| Problem description |
Pull out each line of the entries below that contains the string "segment", and list those lines in their original order.
── Material for this exercise ──
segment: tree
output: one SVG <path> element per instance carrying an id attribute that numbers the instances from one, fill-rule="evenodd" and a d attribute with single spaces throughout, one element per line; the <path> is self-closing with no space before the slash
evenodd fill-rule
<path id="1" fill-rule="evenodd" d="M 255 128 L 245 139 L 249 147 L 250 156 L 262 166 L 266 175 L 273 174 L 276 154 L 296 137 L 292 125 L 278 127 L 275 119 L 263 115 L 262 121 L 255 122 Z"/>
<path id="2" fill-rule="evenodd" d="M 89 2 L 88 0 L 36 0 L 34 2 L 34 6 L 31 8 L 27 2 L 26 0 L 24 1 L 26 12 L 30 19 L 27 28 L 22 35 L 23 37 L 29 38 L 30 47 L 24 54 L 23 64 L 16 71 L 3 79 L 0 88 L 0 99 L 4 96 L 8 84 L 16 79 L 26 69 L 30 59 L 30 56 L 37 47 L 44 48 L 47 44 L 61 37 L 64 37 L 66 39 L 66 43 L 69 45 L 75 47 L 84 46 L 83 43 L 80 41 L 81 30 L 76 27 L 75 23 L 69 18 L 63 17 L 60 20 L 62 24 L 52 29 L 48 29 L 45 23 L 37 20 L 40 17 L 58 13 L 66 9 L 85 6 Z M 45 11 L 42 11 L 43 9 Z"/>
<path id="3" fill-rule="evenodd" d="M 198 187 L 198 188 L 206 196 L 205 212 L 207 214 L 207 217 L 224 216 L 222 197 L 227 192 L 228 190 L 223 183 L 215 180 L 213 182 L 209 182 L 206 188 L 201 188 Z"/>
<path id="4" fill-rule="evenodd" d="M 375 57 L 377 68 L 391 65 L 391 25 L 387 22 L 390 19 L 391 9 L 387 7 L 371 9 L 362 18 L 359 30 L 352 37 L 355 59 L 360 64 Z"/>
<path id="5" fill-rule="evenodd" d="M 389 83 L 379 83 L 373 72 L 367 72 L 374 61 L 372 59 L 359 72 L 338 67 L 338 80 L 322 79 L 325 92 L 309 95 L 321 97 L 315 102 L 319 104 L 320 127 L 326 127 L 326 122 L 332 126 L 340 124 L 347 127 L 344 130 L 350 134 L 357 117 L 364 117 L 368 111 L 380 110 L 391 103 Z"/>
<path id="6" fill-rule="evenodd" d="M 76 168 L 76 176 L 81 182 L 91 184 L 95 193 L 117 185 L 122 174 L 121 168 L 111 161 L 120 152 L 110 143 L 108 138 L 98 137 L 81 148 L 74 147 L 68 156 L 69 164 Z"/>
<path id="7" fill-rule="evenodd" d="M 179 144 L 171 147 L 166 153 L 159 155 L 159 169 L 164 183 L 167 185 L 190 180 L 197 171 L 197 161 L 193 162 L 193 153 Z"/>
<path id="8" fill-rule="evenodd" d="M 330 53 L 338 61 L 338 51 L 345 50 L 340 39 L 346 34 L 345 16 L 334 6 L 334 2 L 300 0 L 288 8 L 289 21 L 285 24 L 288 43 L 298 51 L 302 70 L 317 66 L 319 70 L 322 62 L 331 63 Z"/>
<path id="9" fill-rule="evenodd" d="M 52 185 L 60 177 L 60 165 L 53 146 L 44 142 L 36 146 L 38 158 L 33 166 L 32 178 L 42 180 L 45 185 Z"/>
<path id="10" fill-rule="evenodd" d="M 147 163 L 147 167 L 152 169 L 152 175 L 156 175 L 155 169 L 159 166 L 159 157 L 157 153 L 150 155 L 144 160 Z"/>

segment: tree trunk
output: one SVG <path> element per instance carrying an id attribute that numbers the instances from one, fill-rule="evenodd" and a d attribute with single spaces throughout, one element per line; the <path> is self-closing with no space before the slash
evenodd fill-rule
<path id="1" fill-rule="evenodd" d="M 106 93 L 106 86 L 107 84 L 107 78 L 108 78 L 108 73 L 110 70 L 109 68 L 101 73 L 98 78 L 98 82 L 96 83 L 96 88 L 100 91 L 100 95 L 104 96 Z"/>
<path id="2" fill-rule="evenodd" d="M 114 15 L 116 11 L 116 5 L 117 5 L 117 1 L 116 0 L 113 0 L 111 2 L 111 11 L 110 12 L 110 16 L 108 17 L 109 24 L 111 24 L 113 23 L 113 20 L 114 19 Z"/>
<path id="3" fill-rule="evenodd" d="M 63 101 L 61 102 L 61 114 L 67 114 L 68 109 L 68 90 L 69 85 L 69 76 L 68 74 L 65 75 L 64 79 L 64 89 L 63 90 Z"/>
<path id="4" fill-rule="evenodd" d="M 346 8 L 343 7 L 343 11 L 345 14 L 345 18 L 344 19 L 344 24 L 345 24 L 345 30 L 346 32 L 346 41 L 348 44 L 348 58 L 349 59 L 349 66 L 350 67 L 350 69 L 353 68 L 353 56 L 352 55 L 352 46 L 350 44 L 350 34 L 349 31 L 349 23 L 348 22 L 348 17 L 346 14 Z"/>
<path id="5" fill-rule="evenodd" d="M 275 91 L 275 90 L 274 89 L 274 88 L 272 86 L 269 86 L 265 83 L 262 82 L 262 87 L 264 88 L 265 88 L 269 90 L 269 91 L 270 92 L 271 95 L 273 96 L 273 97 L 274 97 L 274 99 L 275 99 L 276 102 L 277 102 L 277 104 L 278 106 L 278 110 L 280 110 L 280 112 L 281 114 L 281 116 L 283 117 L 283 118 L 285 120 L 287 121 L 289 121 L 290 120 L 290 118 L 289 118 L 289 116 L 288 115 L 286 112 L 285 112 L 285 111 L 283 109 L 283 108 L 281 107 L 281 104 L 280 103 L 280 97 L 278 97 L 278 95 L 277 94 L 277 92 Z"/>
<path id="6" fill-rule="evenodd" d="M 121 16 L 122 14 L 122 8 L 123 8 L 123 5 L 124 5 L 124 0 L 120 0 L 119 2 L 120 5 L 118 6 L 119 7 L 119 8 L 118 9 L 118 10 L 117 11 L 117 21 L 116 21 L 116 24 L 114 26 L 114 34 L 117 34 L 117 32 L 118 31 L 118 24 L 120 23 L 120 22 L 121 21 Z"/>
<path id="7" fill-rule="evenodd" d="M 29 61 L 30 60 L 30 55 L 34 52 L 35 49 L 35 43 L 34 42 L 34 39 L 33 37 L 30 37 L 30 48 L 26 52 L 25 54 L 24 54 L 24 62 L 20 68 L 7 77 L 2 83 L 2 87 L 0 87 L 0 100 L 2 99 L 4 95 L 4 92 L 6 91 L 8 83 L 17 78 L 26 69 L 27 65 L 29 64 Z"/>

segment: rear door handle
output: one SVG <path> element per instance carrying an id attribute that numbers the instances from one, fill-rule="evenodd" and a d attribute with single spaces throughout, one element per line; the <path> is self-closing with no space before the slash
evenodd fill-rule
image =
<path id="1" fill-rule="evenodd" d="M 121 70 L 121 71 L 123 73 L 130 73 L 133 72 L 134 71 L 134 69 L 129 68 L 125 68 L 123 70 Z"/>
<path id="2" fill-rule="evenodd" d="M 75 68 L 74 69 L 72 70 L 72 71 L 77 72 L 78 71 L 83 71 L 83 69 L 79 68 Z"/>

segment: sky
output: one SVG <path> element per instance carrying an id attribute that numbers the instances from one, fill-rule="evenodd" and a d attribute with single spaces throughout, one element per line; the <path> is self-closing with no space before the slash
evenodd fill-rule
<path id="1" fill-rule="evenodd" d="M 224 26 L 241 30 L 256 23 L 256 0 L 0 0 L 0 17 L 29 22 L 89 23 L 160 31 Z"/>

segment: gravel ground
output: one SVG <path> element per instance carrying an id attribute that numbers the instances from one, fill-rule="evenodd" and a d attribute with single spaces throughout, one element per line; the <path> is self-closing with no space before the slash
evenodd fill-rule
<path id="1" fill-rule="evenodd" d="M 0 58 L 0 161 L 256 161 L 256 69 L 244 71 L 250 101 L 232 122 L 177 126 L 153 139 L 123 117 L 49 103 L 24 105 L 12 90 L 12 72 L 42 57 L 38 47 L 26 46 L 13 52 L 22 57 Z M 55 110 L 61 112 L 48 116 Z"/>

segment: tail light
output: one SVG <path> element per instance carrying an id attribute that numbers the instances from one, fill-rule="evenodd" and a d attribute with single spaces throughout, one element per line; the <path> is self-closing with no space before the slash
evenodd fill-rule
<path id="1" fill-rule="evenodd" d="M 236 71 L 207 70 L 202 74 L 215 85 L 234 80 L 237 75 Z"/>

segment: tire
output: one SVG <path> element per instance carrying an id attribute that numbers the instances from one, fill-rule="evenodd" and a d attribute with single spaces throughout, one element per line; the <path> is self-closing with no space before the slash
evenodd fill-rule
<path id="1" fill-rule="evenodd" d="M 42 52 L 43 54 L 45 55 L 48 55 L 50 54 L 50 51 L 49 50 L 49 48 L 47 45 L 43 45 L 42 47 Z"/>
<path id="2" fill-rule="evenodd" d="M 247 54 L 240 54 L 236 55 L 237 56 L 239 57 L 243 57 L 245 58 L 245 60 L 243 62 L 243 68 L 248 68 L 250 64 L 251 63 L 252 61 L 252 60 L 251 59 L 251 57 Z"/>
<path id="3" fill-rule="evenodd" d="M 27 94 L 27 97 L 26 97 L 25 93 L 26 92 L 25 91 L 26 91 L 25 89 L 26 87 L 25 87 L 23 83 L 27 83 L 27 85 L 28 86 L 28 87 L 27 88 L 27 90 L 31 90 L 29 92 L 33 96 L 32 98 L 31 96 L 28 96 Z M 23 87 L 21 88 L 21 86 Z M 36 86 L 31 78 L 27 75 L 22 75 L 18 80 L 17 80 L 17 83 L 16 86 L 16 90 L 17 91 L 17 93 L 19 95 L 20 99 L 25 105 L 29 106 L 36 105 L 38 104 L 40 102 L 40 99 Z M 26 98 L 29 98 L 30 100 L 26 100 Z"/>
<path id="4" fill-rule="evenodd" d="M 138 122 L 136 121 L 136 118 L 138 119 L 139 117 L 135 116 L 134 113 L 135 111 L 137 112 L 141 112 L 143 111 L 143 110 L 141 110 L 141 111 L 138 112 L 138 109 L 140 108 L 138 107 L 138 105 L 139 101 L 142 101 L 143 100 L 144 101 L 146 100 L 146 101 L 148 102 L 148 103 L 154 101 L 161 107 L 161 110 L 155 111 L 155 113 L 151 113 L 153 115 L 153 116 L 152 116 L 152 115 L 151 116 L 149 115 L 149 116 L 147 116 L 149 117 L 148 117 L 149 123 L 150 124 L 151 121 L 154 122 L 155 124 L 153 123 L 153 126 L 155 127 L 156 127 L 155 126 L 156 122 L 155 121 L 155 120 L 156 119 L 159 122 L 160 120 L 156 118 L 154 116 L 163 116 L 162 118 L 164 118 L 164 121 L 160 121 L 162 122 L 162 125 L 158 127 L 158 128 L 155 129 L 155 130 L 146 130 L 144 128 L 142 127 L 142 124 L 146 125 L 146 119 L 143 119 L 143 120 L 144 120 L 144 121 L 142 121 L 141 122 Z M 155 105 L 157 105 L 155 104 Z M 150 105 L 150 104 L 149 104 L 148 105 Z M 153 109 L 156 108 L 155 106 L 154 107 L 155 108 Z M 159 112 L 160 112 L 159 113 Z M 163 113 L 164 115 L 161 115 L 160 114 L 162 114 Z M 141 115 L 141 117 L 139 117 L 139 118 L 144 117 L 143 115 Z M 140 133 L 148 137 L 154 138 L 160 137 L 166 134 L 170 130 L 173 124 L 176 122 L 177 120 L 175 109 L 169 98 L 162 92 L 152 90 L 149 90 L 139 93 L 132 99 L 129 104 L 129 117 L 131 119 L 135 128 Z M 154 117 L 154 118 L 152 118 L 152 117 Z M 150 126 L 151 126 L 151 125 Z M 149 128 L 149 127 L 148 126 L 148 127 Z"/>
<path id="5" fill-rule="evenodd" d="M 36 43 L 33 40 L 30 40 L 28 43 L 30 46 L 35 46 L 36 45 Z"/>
───
| In response |
segment: tree
segment: tree trunk
segment: rear door handle
segment: sky
segment: gravel ground
segment: tail light
segment: tire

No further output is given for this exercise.